— START OF Data to process —

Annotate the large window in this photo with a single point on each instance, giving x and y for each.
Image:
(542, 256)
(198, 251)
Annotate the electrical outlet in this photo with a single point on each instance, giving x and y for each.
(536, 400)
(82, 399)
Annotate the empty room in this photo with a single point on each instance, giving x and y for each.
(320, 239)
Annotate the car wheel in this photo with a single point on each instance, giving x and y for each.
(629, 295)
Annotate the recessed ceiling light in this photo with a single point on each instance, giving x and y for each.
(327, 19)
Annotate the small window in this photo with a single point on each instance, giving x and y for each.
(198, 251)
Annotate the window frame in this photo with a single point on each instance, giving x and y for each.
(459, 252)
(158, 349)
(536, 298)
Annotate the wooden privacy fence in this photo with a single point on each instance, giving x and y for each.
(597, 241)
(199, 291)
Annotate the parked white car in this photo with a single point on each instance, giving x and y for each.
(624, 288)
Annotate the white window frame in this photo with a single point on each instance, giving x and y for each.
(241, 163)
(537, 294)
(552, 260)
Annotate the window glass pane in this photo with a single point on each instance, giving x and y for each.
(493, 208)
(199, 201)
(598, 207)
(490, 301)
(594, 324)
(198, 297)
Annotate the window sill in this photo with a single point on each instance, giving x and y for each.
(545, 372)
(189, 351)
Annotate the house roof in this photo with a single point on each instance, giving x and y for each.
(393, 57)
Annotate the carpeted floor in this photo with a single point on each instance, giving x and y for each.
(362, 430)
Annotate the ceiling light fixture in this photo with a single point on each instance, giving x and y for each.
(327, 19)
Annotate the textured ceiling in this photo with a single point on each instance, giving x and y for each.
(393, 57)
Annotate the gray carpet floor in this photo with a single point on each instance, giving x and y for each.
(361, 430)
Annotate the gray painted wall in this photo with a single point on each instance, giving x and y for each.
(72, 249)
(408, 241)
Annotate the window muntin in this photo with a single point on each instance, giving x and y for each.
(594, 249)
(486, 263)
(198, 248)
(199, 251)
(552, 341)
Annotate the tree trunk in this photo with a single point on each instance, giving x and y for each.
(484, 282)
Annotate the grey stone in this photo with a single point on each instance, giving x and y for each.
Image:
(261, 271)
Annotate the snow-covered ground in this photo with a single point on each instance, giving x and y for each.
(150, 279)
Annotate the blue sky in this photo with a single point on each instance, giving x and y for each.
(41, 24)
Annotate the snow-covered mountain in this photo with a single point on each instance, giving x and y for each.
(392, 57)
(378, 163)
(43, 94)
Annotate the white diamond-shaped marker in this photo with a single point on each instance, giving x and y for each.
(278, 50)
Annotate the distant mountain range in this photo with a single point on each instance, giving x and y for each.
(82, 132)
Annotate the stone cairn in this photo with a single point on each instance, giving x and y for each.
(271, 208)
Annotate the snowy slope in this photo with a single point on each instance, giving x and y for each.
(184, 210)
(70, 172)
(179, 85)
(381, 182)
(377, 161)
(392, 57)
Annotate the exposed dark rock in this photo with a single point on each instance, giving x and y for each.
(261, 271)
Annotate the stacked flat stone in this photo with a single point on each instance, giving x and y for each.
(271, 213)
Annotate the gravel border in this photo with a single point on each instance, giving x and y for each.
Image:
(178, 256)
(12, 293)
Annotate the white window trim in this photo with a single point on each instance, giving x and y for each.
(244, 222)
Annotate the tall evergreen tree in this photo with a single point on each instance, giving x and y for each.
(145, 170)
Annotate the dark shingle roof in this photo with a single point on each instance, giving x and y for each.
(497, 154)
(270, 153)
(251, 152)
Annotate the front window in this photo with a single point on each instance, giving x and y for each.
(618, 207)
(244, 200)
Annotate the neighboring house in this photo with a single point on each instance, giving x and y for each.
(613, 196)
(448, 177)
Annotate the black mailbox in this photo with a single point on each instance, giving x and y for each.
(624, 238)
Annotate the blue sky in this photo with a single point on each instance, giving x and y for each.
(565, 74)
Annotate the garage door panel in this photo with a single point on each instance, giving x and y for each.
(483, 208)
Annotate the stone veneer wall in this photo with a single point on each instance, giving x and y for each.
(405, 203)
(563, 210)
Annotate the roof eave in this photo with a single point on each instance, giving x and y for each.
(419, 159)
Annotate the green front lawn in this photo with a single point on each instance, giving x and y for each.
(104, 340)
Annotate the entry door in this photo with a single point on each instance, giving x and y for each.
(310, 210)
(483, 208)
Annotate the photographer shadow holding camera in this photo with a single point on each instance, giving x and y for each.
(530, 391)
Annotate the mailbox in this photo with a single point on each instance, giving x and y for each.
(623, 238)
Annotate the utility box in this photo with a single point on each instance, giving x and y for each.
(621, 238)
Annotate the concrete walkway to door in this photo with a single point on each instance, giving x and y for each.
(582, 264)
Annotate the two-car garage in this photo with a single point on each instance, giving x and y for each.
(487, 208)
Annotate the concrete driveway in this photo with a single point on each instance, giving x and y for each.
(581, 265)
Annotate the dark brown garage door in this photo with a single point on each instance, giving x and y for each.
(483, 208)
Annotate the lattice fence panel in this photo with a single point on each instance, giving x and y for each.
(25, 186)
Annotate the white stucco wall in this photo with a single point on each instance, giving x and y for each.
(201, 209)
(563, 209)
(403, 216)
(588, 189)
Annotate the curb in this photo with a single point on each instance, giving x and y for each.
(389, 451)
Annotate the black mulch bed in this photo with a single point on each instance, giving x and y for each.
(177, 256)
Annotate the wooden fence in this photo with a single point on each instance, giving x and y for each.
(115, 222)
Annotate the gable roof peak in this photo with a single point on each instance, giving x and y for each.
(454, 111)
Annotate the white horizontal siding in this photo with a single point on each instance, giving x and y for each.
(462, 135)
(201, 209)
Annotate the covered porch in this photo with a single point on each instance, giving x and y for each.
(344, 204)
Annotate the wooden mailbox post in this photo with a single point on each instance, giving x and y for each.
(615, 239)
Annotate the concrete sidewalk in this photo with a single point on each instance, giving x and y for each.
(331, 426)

— END OF Data to process —

Copy out the lines verbatim, beginning at the line that contains "Annotate the wooden mailbox" and continuing through the end of the records.

Annotate the wooden mailbox post in this photo with a single point on each instance, giving x and y for each.
(615, 239)
Annotate the concrete sidewalk in this photo with a single point on each instance, giving x and y for each.
(331, 426)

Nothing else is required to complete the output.